What you need to do:
Rewrite every line of text in the records below, multiplying each x and y coordinate by 1.45 and rounding the result to a whole number, with halves rounded up. Leave the pictures out of your answer.

Named-object pointing records:
++++++++
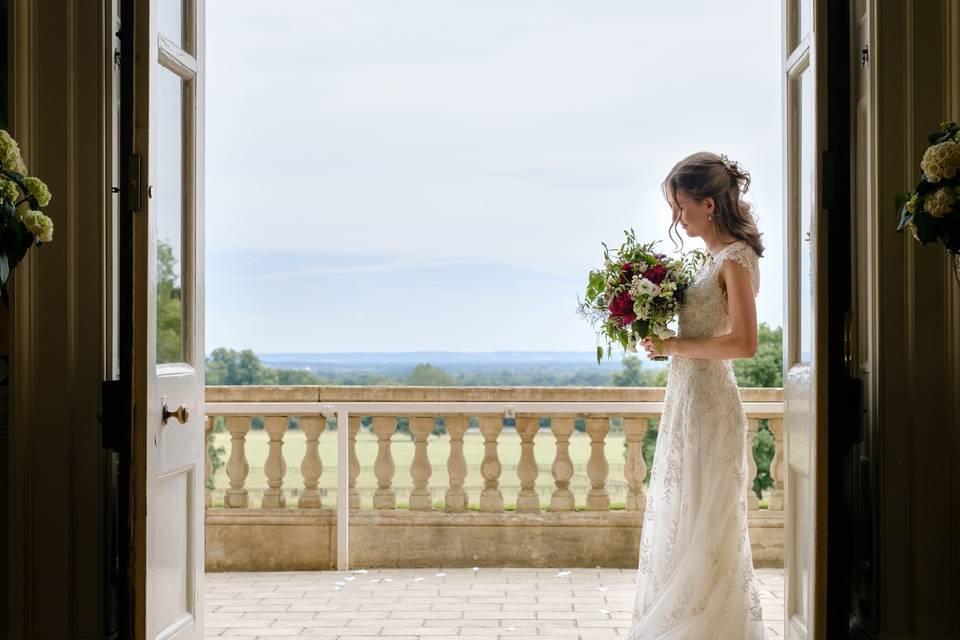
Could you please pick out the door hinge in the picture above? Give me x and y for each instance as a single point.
(133, 192)
(113, 416)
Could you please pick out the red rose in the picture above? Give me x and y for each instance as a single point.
(655, 274)
(622, 307)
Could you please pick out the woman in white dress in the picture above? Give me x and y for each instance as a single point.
(695, 577)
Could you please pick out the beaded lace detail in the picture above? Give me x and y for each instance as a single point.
(695, 576)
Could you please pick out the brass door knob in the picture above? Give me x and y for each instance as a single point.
(182, 414)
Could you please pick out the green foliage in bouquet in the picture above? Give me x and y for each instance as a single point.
(636, 293)
(932, 209)
(22, 224)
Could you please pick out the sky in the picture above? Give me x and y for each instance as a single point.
(439, 175)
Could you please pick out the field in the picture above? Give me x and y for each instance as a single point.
++++++++
The answer:
Could you please pick out the door hinge in the picture above? Give me x and y for each instance as a single point.
(193, 278)
(164, 603)
Could you please pick out the red rose in the picture above? Give me x and y for each instance as a single point.
(950, 397)
(902, 445)
Could you please pick out the woman in white dress in the picture above? Give me x and y for each instance as a single point.
(1008, 837)
Could you please pick out the beaded lace detail in the picture above? Give me x and y for each instance as a single point.
(1008, 835)
Could you please pick out the brass door knob in the picture above? Give me x and y for each instance as a single point.
(264, 600)
Could you please pick out the green foliage in bouquet in the picture above? Give me x and y for each instance as a single point.
(922, 425)
(1351, 303)
(32, 325)
Could you please pick out the sky in the picture above? Give me x and y for each instance as a single point.
(637, 254)
Could you please pick out the field in the picture above? Give me x and y for each instance as a single point.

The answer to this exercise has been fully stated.